==== PASSAGE

U of I team taps genes to study bacteria

$1.7 million NIH grant funds evaluation of tiny drug-resistant plasmids

August 26, 2010

In an effort to take the resistance out of antibiotic-resistant bacteria, University of Idaho researchers are getting down to the genetic level to figure out how multidrug resistance plasmids increase their resistance.

Thanks to a five-year, $1.7 million grant from the National Institutes of Health, Eva Top, professor of biology, and Zaid Abdo, assistant professor of mathematics and statistics, will study drug resistant plasmids and the range of bacterial hosts in which they can be supported.

Plasmids are little pieces of DNA within a bacterial cell that jump from bacterium to bacterium. As they spread, they bring genetic information into the new cell and can rapidly increase the number of antibiotics to which bacteria are resistant.

"More and more bacteria are becoming resistant to antibiotics, making it more difficult to treat infections," says Top. "Plasmids play an important role in this spread of drug resistance, and we want to find out what determines the range of bacterial hosts they can move into.

========
==== EXTRACTED INFORMATION

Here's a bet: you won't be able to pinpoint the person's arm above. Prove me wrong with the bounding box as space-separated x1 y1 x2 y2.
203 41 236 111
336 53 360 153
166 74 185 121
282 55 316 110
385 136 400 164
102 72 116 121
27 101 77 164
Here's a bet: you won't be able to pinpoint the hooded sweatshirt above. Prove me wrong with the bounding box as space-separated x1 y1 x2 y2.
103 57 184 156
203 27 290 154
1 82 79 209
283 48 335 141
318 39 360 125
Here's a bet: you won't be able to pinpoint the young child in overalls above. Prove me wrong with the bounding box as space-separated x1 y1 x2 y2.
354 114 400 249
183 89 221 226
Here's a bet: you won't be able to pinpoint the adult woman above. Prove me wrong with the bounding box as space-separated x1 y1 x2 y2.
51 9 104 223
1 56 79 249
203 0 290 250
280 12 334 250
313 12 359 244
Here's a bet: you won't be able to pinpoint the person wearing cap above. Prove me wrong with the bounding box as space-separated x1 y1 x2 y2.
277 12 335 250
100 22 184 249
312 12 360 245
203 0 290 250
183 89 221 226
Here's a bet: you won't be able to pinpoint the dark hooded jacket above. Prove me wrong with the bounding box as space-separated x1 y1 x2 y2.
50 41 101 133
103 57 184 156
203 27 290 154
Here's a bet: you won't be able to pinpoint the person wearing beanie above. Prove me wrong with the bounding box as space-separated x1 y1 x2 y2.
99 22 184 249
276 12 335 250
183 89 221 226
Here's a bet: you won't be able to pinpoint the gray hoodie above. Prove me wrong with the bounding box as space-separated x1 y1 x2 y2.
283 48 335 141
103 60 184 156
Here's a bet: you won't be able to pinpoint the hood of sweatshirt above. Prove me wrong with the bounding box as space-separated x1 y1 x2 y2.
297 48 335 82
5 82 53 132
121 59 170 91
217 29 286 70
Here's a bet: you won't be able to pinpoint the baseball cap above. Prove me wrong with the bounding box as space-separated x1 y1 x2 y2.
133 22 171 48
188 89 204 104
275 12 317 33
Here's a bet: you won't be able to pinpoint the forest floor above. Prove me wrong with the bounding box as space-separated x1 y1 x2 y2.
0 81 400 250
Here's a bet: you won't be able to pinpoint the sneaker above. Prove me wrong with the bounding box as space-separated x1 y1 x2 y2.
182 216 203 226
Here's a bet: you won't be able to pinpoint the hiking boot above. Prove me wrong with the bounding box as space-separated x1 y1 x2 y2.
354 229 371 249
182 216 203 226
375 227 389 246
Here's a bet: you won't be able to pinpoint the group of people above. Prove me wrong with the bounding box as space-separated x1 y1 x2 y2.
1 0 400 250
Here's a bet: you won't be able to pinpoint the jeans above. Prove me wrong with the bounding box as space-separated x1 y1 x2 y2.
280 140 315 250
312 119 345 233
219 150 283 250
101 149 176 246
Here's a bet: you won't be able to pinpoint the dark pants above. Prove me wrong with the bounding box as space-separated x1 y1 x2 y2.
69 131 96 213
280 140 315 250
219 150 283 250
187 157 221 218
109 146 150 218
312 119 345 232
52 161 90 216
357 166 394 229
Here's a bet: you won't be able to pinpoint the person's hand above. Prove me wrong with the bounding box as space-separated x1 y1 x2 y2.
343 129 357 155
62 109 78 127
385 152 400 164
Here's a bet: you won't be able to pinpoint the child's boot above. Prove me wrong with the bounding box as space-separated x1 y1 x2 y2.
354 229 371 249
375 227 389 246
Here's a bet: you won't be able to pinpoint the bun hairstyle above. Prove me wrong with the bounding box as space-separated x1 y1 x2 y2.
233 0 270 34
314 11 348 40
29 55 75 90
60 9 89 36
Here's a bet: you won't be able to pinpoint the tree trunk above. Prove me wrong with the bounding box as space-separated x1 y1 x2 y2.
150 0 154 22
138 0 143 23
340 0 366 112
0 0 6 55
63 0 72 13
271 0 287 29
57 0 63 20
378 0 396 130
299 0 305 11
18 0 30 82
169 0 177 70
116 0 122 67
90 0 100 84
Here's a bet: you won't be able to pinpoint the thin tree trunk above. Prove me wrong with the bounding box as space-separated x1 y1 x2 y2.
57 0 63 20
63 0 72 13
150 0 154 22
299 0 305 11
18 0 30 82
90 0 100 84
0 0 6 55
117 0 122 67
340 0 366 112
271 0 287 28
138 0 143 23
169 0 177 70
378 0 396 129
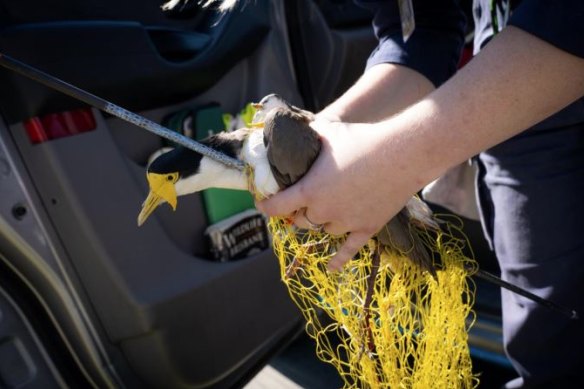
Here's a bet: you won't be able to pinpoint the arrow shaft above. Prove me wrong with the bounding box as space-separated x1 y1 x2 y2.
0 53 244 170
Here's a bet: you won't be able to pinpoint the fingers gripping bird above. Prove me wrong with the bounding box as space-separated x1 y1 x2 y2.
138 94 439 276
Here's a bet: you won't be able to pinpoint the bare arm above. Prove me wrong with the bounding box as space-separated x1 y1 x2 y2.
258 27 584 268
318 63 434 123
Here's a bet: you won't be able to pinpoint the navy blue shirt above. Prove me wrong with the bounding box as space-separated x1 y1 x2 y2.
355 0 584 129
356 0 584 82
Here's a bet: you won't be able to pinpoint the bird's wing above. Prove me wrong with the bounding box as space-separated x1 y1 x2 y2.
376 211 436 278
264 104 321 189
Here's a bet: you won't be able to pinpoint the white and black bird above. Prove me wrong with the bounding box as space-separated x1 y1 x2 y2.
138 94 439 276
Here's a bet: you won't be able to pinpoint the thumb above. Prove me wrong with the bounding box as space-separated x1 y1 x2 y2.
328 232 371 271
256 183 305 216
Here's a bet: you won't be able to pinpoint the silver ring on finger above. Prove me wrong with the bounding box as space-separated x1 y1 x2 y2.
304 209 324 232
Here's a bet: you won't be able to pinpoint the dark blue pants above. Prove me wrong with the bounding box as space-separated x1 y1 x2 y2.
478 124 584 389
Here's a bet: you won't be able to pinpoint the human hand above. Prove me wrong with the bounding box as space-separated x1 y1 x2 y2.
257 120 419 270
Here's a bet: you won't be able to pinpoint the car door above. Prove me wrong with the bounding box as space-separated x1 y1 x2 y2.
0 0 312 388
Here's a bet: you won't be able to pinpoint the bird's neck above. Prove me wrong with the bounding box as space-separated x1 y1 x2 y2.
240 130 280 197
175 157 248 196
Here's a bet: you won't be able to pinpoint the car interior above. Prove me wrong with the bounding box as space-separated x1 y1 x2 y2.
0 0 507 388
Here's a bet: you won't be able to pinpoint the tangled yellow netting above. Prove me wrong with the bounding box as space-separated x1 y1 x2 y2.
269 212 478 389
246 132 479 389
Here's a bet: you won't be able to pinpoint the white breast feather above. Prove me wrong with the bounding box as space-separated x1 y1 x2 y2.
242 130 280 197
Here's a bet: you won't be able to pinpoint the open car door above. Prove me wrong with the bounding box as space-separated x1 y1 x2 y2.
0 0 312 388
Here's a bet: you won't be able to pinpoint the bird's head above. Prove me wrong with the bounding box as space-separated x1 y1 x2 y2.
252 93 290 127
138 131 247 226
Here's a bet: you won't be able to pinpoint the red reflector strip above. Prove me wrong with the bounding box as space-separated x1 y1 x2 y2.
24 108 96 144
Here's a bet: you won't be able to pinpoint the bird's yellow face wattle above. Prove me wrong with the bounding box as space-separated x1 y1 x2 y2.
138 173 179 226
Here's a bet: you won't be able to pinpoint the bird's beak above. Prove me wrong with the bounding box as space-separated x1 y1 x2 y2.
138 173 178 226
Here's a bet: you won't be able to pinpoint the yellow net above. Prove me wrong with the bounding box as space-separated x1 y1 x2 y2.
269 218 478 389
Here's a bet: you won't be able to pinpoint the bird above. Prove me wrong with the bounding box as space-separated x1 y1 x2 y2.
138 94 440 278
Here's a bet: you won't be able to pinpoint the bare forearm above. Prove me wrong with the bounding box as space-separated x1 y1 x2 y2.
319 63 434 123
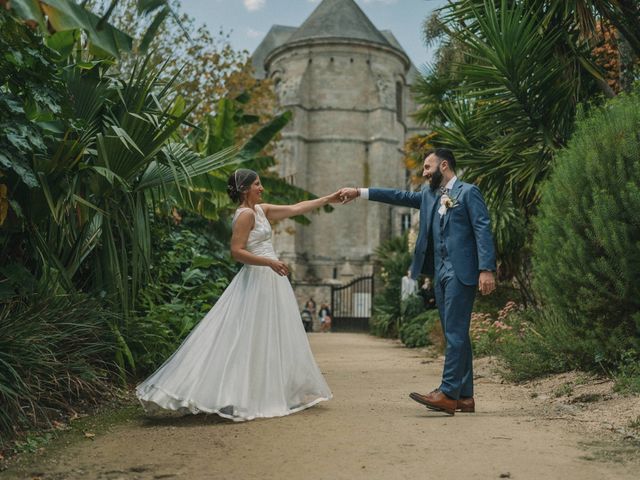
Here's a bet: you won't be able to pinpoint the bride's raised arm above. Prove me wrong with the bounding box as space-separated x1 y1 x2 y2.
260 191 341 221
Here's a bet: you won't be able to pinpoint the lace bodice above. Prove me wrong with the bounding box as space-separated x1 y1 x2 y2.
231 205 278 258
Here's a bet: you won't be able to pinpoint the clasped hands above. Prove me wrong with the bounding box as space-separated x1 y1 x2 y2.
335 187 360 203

========
==== EXTRACTED INFORMATION

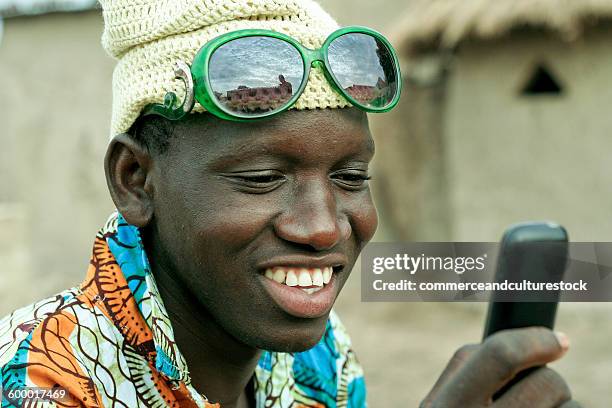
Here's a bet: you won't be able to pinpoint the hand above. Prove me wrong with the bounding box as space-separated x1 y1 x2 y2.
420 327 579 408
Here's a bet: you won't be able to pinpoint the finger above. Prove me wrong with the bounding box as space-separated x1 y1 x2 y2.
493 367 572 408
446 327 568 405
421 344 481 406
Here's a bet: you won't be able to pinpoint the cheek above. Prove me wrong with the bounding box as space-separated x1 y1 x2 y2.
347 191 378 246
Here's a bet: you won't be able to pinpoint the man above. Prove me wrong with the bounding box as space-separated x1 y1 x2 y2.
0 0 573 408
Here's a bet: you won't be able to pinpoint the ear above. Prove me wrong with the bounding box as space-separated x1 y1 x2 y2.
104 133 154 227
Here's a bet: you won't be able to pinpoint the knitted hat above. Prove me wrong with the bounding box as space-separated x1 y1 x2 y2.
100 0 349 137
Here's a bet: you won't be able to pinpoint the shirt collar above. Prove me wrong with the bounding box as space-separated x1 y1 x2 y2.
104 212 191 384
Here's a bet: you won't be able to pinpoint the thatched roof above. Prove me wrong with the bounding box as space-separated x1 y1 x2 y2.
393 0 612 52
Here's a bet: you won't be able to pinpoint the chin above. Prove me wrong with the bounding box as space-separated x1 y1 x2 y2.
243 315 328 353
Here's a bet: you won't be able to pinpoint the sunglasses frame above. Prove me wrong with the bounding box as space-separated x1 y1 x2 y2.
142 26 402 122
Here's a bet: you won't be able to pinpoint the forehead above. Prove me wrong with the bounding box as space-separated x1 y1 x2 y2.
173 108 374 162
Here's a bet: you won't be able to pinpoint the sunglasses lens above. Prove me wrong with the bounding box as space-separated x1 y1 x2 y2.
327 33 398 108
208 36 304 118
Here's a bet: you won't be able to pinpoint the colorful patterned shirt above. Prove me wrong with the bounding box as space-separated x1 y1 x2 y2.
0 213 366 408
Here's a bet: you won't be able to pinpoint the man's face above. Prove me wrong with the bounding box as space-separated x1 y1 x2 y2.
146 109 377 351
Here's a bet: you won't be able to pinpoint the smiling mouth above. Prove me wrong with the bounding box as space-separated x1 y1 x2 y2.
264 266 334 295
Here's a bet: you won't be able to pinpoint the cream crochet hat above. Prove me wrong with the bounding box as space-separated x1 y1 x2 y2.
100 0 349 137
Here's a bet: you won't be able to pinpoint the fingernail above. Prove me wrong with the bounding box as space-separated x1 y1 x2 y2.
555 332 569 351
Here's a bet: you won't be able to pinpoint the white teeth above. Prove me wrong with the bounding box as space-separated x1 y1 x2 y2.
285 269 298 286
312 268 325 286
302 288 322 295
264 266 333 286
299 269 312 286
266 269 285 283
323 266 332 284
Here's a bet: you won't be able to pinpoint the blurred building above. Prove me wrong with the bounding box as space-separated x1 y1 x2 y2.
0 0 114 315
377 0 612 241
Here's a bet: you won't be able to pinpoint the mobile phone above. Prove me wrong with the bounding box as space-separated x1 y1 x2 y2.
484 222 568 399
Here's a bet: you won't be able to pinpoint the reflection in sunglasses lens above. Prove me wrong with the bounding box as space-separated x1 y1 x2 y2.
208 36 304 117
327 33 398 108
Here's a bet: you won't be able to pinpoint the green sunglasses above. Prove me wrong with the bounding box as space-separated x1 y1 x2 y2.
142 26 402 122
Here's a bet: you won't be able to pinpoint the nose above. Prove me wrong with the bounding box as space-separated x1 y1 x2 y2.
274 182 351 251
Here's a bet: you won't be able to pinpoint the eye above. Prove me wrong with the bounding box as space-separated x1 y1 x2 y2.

========

▶ WORK TO COMPLETE
[a] List every academic discipline named in the plasmid article.
[b] Proceed with the plasmid article from the point at which it stops.
The entries were drawn from a source unrelated to the article.

▶ ANSWERS FOR EACH ITEM
[a] Biology, mathematics, statistics

[b]
Very little is known about the range of hosts to which plasmids can transfer, and if and how that range can change over time."

Top notes plasmids can confer resistance to 10 or more antibiotics as they move around. While some plasmids have a narrow range of hosts they can transfer to and stably replicate in, broad-host-range plasmids can transfer and replicate in distantly related bacteria—increasing the resistance spectrum. That is where Top's and Abdo's research will focus and provide a foundation for future opportunities to restrict transfer and spread of resistance.

Spurring the research is a growing trend of bacteria that are becoming resistant to antibiotics, like methicillin-resistant staphylococcus aureus (MRSA) infections that can become life-threatening. In extreme cases, doctors can run out of antibiotics to treat the infection.

"Plasmids have always been around and have carried antibiotic resistance," she says. "But with the high usage of antibiotics, we need to figure out how the plasmids work before we can fight them."

Top, Abdo, and their teams of students and researchers will be working to unlock the mystery behind plasmids: why do some plasmids multiply with the bacteria, but sometimes the transfer doesn't take place?